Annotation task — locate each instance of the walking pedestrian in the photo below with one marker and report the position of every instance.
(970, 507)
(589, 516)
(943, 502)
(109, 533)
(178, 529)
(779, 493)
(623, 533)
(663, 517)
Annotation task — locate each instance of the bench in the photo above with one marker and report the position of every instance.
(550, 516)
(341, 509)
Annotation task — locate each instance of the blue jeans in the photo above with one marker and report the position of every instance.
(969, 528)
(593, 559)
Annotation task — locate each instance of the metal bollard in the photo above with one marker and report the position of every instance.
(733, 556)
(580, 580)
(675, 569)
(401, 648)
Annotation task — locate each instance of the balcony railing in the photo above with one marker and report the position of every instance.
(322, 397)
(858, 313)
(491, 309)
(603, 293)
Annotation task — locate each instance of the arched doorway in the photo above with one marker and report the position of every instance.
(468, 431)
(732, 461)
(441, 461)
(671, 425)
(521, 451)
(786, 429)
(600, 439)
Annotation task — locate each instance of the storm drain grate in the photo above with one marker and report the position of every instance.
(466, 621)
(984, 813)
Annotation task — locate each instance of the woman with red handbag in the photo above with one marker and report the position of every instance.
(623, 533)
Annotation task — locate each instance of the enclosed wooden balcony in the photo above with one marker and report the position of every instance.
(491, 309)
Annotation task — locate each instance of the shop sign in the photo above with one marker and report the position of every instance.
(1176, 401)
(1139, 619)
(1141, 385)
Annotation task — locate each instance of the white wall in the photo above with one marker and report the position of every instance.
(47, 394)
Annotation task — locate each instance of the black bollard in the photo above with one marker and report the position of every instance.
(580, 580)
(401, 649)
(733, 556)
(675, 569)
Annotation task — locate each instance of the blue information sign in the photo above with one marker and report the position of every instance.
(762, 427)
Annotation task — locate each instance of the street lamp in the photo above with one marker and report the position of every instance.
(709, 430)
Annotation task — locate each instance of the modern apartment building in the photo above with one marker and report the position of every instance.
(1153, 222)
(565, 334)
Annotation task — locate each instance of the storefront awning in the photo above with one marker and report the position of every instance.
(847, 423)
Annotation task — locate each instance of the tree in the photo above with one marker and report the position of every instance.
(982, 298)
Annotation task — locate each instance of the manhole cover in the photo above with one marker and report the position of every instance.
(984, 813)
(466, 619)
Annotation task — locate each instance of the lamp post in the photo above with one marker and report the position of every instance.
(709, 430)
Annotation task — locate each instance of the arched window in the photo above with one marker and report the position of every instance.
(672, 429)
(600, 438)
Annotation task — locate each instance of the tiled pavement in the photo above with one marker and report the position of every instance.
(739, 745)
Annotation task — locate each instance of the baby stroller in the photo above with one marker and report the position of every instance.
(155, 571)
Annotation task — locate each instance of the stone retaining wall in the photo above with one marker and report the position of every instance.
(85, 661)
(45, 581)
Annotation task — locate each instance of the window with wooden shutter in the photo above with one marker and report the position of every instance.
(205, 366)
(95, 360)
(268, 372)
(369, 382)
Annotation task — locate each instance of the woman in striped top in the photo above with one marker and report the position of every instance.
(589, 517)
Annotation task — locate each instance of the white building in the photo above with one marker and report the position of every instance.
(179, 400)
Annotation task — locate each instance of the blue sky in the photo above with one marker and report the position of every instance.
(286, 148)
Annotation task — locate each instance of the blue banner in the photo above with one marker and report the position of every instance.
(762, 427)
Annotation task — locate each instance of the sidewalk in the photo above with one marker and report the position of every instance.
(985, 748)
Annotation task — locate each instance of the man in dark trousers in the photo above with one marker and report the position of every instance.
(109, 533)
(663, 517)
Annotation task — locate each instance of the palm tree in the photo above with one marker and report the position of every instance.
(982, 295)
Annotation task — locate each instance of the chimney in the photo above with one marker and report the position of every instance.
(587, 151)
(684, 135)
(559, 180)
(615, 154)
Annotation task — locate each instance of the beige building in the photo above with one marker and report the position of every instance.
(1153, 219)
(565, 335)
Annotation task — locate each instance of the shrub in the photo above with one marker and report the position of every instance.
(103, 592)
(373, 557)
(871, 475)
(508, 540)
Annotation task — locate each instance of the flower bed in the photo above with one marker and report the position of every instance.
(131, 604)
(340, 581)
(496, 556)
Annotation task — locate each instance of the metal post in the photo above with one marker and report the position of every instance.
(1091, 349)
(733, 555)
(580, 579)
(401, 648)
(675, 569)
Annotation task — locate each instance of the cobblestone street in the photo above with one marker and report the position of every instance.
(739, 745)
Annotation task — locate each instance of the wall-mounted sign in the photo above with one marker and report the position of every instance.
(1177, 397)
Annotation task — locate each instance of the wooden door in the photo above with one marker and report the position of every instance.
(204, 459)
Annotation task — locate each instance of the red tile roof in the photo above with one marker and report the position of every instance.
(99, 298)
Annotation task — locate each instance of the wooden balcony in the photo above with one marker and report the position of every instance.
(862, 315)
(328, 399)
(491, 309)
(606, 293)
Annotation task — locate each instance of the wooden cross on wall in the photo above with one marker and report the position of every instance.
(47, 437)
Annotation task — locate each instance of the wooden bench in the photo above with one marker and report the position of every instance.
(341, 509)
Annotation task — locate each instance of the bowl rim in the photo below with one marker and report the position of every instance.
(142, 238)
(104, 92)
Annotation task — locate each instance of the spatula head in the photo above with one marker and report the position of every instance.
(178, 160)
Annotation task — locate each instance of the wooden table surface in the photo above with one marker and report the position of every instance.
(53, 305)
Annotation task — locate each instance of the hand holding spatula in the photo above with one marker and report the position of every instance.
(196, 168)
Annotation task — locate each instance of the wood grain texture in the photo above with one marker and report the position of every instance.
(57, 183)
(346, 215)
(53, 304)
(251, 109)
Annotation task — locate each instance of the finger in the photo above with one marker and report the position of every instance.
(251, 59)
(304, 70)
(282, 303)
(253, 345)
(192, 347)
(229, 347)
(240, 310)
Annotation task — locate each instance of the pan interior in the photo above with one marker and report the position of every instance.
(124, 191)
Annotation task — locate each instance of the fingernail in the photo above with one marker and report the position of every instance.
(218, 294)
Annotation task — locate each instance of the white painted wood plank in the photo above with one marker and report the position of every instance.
==============================
* What is expected
Output each entry once again, exactly as shown above.

* Written response
Annotation task — locate each instance of the walking pedestrian in the photo below with one marker and report the position of every instance.
(970, 507)
(589, 516)
(943, 502)
(109, 533)
(178, 529)
(779, 493)
(623, 533)
(663, 517)
Annotation task — locate each instance of the bench in the photo above with one marker and report the position of every instance.
(550, 516)
(341, 509)
Annotation task — locate each instance of the blue jeans in the photo above with one marker and report the position of every instance.
(969, 528)
(593, 559)
Annotation task — locate each instance of the metal bollard in the photo above with one marker and report the position of every instance.
(733, 556)
(580, 580)
(675, 569)
(401, 648)
Annotation task — locate each instance of the balcony railing in the photo above with one marker and report the position of every instance.
(322, 397)
(858, 313)
(491, 309)
(603, 293)
Annotation task — locate each instance of the arched doorway in the photo above with one marker and report the position of every instance.
(468, 431)
(732, 461)
(441, 461)
(671, 425)
(521, 451)
(786, 429)
(600, 439)
Annotation task — locate each instance of the storm drain grate in the photo above with one marker and report the position of every instance.
(466, 621)
(984, 813)
Annotation task — locate each instance of the woman with red handbag in the photo above with one marker and report the position of every instance.
(623, 533)
Annotation task — locate each instance of the enclosed wooden balcony in the photo above with one marker and report the position of every instance.
(491, 309)
Annotation task — locate each instance of the shop sign in the photo above with one marker and report the position of every instance.
(1176, 401)
(1139, 619)
(1141, 385)
Annotation task — locate each instance of the white wall in the photo above with one marker and report the position of every instance.
(47, 394)
Annotation task — locate each instance of the black bollard in the photo above with one marker and report the position of every instance.
(580, 580)
(401, 649)
(733, 556)
(675, 569)
Annotation task — locate each instance of the blue information sign in the photo above with one marker and report the position of every instance.
(762, 427)
Annotation task — locate each instance of the street lamp in the photo above with one marker and report the position of every instance.
(709, 430)
Annotation task — locate each instance of the modern apartment building in the photo above with one marker and report the position of every instance.
(1153, 222)
(565, 334)
Annotation task — locate each instance of the storefront awning in the photo above with one marker and report the position of every instance.
(847, 423)
Annotation task — locate each instance of the tree in the photo above with one marker and report the position of every instance.
(982, 298)
Annotation task — locate each instance of the manhole cover in the photo above with one marker and report the position of every instance.
(984, 813)
(466, 619)
Annotation task — locate each instance of the lamp post in the photo above with one marker and report the position of every instance.
(709, 430)
Annotation task — locate each instance of the arched window in the photo above with one marker and report the position of every instance.
(672, 429)
(600, 438)
Annotation task — locate each instance of the tiled pavement in the photo above with one marker and report the position of every instance.
(739, 745)
Annotation task — locate each instance of the baby stroller in the photo above with one marker and report the position of every instance.
(155, 571)
Annotation task — locate each instance of the stone retaining wall in the photo above with one marker and report the position of every instance.
(85, 661)
(45, 581)
Annotation task — locate each instance of the window with wooden shutter in the photo above with one marker and report the position of every instance.
(205, 366)
(95, 360)
(268, 372)
(369, 382)
Annotation task — locate each instance of the woman in striped top in the photo above with one marker and report the position of every instance.
(589, 517)
Annotation task — locate each instance of the white building in the photo above with one marker and report the position of every instance.
(179, 400)
Annotation task — locate each instance of the blue sky in the photo above with one marker and report the position of every instance.
(286, 148)
Annotation task — locate each instance of the blue banner in the photo above with one marker and report the position of every instance.
(762, 427)
Annotation task — locate each instance of the sidewalk in the photo above with one marker and report the position of every instance.
(985, 748)
Annotation task — locate each instance of the man in dark trousers in the photo above with one marker and report the position of every instance.
(109, 533)
(663, 517)
Annotation task — locate each instance of the palm tree in the photo above with one marker and report the position of every instance.
(982, 295)
Annotation task — locate each instance of the chimney in the photo above with one marker and report the position of every instance.
(587, 151)
(684, 135)
(559, 180)
(615, 154)
Annotation task — locate each instance of the beige building in the photo above with one marker and report the position of every instance.
(1153, 219)
(565, 335)
Annotation task — locate each instance of the shrub in the photo above with one marker and report the position of every instance.
(103, 592)
(373, 557)
(871, 475)
(508, 540)
Annotation task — locate each instance of the flower bed in the photo above with one marker and report the position of every instance.
(131, 604)
(340, 581)
(496, 556)
Annotation task — locate each instance of the metal post in the photo above with one marker and report the position of every instance.
(1091, 349)
(733, 555)
(580, 579)
(401, 648)
(675, 569)
Annotation task — locate each instance of the cobblestone street in the photo above with one marker and report the position of every instance.
(739, 745)
Annotation task — locate each instance of the wall-mounted sign in the photo above with one marker and report the position of every instance.
(1177, 397)
Annotation task — locate each instance of the wooden door in the photo above with one marker and report the position of every instance.
(204, 459)
Annotation task — locate each instance of the red tile roof in the photo above with one marker and report the position of every instance.
(99, 298)
Annotation task — locate each instance of the wooden balcony in the photo above with one marker and report the position of every instance.
(862, 315)
(328, 399)
(491, 309)
(606, 293)
Annotation task — locate each instance of the wooden cross on wall in the photo above with one marker and report the position of every instance.
(47, 437)
Annotation task — locate each instance of the wooden bench in the photo above with one marker and report the position of every instance.
(341, 509)
Annotation task — locate each instance of the bowl rim in the photo below with one marker and report the position of every instance.
(142, 238)
(104, 92)
Annotation task — locate each instance of the spatula head in the photo above with one marker and report the position of every instance.
(178, 160)
Annotation task — locate each instance of the wooden table surface in the photo above with one marker and report the position of every instance.
(53, 305)
Annotation task — locate each instance of the hand holding spatula in the photo above with one marker and report the position of every instance.
(196, 168)
Annotation task — locate each instance of the wood grain texture in the photo above with one marker and report the position of every instance.
(57, 183)
(346, 215)
(53, 304)
(251, 109)
Annotation task — locate each instance of the finger in the photo above with one marker and report the position of every instance.
(251, 59)
(304, 70)
(282, 303)
(253, 345)
(192, 347)
(229, 347)
(240, 310)
Annotation task — locate each instance of the pan interior in the photo above with one marker and report the position of every instance.
(124, 191)
Annotation task — locate each instance of the fingernail in the photo above with one marker and report the position of every instance.
(218, 294)
Annotation task — locate each instance of the white painted wood plank in the photo above with one marker and report the position of every instance.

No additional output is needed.